---- GIVEN DATA

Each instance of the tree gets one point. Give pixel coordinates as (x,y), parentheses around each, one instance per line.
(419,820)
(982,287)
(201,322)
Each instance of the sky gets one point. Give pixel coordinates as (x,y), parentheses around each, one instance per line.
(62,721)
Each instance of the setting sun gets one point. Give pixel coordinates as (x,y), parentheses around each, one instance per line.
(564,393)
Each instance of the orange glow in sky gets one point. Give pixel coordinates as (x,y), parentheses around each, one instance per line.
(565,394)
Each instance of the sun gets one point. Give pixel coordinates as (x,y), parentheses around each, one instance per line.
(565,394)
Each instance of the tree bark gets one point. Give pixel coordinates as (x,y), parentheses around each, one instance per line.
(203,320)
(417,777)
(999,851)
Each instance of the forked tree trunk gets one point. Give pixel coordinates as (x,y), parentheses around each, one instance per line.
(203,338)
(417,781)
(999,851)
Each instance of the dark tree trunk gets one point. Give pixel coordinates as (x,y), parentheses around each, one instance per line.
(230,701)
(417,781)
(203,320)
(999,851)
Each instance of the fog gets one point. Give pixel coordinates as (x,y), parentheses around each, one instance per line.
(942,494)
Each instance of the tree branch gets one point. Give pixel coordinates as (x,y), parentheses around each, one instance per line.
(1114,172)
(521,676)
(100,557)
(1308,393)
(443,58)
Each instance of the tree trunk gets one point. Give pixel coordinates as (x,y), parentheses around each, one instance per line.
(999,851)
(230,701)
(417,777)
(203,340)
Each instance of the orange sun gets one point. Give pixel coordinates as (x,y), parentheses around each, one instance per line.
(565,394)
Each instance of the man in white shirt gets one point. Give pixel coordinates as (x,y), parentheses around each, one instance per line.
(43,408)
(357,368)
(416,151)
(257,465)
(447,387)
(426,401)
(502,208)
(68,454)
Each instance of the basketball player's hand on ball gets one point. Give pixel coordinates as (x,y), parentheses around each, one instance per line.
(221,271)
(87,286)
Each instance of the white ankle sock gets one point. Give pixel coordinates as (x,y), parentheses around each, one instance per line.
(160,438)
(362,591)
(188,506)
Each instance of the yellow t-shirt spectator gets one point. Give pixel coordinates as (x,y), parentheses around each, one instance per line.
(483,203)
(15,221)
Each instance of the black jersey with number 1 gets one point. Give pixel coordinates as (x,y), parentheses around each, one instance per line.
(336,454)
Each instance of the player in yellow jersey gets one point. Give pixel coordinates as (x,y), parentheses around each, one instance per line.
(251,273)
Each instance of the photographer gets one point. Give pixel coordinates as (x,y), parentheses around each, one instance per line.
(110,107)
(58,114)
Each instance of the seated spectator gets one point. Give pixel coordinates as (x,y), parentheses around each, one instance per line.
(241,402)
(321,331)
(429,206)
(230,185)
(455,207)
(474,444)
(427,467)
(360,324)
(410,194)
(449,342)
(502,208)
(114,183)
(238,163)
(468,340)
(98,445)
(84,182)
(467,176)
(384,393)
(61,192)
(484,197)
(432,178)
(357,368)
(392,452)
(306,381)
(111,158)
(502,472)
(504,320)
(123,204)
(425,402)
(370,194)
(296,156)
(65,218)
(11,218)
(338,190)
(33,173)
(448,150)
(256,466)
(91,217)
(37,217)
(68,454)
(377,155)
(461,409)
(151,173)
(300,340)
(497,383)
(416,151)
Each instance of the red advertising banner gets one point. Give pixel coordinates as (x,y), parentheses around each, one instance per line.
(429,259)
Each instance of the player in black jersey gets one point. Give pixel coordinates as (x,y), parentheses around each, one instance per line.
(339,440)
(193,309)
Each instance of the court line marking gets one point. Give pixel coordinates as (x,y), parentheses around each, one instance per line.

--------

WHAT IS BEING ASKED: Please copy the data verbatim, from the line containing "Each instance of the player in yellow" through the end of the data.

REPLY:
Each instance of the player in yellow jersey gets one point. Give pixel coordinates as (x,y), parentheses around each, one instance per line.
(251,273)
Each instance of the photographer gets one point. Give pixel coordinates as (x,y), parentheses around each, one instance per line.
(110,107)
(58,114)
Each instance of the seated spectator gets one point. Give pixel coordinates as (x,y), parentheses around each, one instance per line.
(241,402)
(321,331)
(429,206)
(230,185)
(455,207)
(474,444)
(427,467)
(360,324)
(410,194)
(449,342)
(502,208)
(114,183)
(238,163)
(468,340)
(98,445)
(84,182)
(467,176)
(384,393)
(61,192)
(484,197)
(432,178)
(357,368)
(392,452)
(306,381)
(111,158)
(502,472)
(504,320)
(123,204)
(425,402)
(370,194)
(296,156)
(65,218)
(11,218)
(338,190)
(33,173)
(448,150)
(256,466)
(91,217)
(37,217)
(68,454)
(377,155)
(461,409)
(151,173)
(300,340)
(497,383)
(416,151)
Each instance of the red advertising banner gets one point. Give pixel coordinates as (x,y), parentheses around each, one instance per line.
(429,259)
Each instance of the player in black jersey gets one point. Give pixel coordinates as (x,y), parentheses around each, one instance per line.
(339,440)
(193,309)
Each instance of the court line marking gets one point. Give pixel coordinates as (x,y), parentheses around each, one instance per line.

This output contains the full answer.